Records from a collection
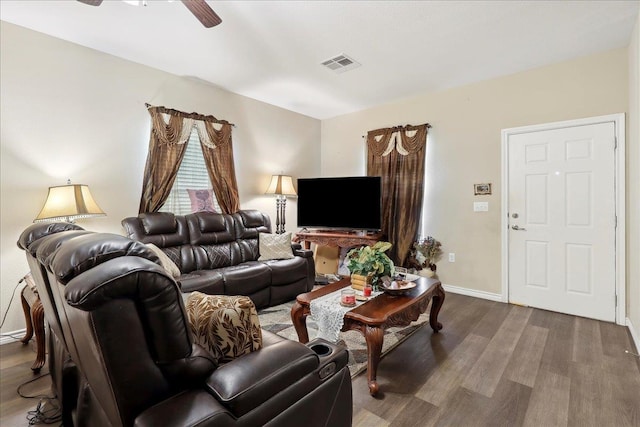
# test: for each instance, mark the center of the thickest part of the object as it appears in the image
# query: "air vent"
(341, 63)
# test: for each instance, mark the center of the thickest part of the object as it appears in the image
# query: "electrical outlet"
(481, 206)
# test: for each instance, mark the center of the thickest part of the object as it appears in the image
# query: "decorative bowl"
(397, 287)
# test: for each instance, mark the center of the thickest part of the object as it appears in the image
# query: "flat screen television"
(352, 203)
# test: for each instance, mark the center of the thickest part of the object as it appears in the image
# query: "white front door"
(562, 218)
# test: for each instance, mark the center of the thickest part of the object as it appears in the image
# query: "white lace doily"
(327, 312)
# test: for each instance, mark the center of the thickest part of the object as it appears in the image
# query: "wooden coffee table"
(375, 315)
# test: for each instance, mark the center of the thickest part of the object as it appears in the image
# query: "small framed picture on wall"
(481, 189)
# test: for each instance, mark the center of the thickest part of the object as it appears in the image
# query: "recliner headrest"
(209, 222)
(85, 252)
(40, 229)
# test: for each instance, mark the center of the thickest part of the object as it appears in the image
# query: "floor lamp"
(68, 203)
(281, 186)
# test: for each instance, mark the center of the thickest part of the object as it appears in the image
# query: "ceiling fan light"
(135, 2)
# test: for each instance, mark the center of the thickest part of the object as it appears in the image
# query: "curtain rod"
(405, 126)
(196, 116)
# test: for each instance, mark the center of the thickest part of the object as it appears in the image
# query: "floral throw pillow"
(201, 200)
(227, 326)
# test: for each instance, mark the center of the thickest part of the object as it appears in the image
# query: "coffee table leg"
(436, 304)
(27, 319)
(299, 319)
(37, 314)
(374, 337)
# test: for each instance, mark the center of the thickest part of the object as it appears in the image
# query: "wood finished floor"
(493, 364)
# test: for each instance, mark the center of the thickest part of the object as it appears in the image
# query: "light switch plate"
(481, 206)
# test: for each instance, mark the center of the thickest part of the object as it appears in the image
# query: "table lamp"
(68, 203)
(281, 186)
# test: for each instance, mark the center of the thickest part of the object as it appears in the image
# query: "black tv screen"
(340, 203)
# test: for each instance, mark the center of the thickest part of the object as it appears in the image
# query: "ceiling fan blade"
(91, 2)
(203, 12)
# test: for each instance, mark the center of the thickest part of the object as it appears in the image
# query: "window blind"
(191, 175)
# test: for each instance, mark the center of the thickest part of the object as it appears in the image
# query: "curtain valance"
(404, 139)
(170, 131)
(397, 154)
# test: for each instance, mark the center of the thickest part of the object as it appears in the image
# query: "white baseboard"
(634, 335)
(473, 293)
(16, 336)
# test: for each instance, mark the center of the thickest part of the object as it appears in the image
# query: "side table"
(34, 318)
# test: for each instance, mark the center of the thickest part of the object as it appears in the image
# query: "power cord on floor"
(41, 415)
(4, 317)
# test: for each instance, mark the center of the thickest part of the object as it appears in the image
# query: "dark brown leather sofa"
(124, 355)
(218, 254)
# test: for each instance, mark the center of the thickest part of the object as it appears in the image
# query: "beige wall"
(633, 185)
(72, 112)
(464, 148)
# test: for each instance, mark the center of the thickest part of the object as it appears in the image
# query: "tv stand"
(342, 239)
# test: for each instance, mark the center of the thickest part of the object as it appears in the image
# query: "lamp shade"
(281, 185)
(68, 203)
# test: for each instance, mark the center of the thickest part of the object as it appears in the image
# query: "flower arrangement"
(371, 260)
(427, 252)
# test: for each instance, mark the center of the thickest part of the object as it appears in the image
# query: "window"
(191, 175)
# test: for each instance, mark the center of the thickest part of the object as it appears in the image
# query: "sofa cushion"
(227, 326)
(246, 278)
(170, 266)
(287, 271)
(274, 246)
(205, 281)
(159, 222)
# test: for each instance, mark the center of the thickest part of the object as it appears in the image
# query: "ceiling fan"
(199, 8)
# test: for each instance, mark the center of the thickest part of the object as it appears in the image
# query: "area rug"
(277, 319)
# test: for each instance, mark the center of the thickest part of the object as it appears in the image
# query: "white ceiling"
(272, 50)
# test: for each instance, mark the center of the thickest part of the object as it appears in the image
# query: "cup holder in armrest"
(332, 357)
(321, 349)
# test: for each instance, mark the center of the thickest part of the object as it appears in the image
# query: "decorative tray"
(397, 287)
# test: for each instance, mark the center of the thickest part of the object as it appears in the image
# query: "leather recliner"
(121, 321)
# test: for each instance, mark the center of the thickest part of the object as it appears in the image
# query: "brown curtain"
(167, 145)
(217, 150)
(399, 159)
(166, 150)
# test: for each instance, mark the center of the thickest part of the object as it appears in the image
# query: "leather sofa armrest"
(190, 408)
(298, 251)
(249, 381)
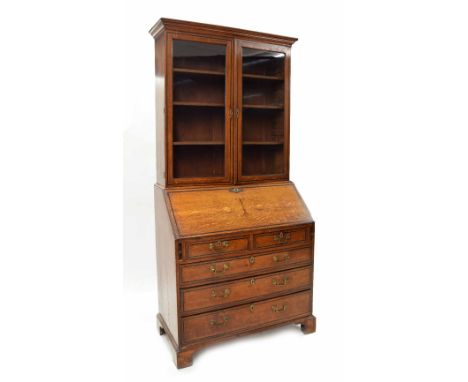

_Directive_. State how many lines of the rows contain the word "floor". Give only the number.

_Answer to the task_. 3